** Start Data to process **

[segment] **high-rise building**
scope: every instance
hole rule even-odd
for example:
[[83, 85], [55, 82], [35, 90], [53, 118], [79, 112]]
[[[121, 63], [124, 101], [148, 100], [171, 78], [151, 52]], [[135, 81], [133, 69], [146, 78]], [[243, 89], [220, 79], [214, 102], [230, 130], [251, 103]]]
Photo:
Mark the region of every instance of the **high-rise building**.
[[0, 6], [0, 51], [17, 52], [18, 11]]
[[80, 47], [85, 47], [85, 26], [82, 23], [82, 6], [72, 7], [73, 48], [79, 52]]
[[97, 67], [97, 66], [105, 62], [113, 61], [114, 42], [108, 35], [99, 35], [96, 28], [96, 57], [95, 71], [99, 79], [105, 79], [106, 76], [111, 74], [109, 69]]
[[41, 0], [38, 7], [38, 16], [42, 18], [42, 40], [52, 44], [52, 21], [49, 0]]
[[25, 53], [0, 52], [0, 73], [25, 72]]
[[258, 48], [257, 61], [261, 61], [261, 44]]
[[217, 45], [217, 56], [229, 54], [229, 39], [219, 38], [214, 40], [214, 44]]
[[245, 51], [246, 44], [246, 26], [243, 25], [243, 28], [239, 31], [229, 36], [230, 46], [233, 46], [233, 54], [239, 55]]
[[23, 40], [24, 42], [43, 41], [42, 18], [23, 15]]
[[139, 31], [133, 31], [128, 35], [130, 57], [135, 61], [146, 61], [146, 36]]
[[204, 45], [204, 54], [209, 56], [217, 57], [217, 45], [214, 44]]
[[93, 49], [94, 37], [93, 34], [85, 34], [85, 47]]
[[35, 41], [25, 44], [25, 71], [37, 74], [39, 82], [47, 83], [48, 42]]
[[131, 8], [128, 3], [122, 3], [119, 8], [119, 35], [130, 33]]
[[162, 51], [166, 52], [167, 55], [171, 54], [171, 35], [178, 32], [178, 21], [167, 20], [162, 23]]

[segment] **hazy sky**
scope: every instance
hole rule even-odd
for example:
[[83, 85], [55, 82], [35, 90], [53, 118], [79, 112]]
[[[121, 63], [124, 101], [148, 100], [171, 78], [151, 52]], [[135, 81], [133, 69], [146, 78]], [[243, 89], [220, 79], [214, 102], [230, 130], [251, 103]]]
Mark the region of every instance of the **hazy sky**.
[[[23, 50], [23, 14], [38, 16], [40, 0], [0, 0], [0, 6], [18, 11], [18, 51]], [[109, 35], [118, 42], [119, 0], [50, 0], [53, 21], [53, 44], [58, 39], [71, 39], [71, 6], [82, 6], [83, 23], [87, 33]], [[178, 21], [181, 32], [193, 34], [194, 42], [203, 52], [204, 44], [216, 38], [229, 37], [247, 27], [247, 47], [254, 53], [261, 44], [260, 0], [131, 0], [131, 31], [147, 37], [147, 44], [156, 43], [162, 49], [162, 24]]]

** End Data to process **

Task directions:
Transcribe the rows verbatim from the beginning through the line containing "20], [162, 23]]", with that line included.

Reply to the task:
[segment] **high-rise building**
scope: every instance
hole rule even-odd
for example:
[[83, 85], [55, 82], [35, 90], [53, 118], [79, 112]]
[[[121, 63], [124, 101], [148, 100], [171, 78], [151, 52]], [[135, 81], [133, 69], [146, 78]], [[243, 89], [220, 79], [214, 102], [230, 130], [251, 103]]]
Photo:
Mark the region of every instance of the **high-rise building**.
[[0, 6], [0, 51], [17, 52], [18, 11]]
[[80, 47], [85, 47], [85, 26], [82, 23], [82, 6], [72, 7], [73, 48], [79, 52]]
[[97, 67], [97, 66], [105, 62], [113, 61], [114, 42], [108, 35], [99, 35], [96, 28], [96, 57], [95, 71], [99, 79], [105, 79], [106, 76], [111, 74], [109, 69]]
[[41, 0], [38, 7], [38, 16], [42, 18], [42, 40], [52, 44], [52, 21], [49, 0]]
[[25, 53], [0, 52], [0, 73], [25, 72]]
[[258, 48], [257, 61], [261, 61], [261, 44]]
[[217, 45], [217, 56], [229, 54], [229, 39], [219, 38], [214, 40], [214, 44]]
[[245, 51], [246, 44], [246, 26], [243, 25], [243, 28], [239, 31], [229, 36], [230, 46], [233, 46], [233, 54], [239, 55]]
[[23, 40], [24, 42], [43, 41], [42, 18], [23, 15]]
[[139, 31], [133, 31], [128, 35], [130, 57], [135, 61], [146, 61], [146, 36]]
[[204, 45], [204, 54], [209, 56], [217, 57], [217, 45], [214, 44]]
[[93, 49], [94, 37], [93, 34], [85, 34], [85, 47]]
[[35, 41], [25, 44], [25, 71], [37, 74], [39, 82], [47, 83], [48, 42]]
[[131, 8], [128, 3], [122, 3], [119, 8], [119, 35], [130, 33]]
[[162, 51], [166, 52], [167, 55], [171, 54], [171, 35], [178, 32], [178, 21], [167, 20], [162, 23]]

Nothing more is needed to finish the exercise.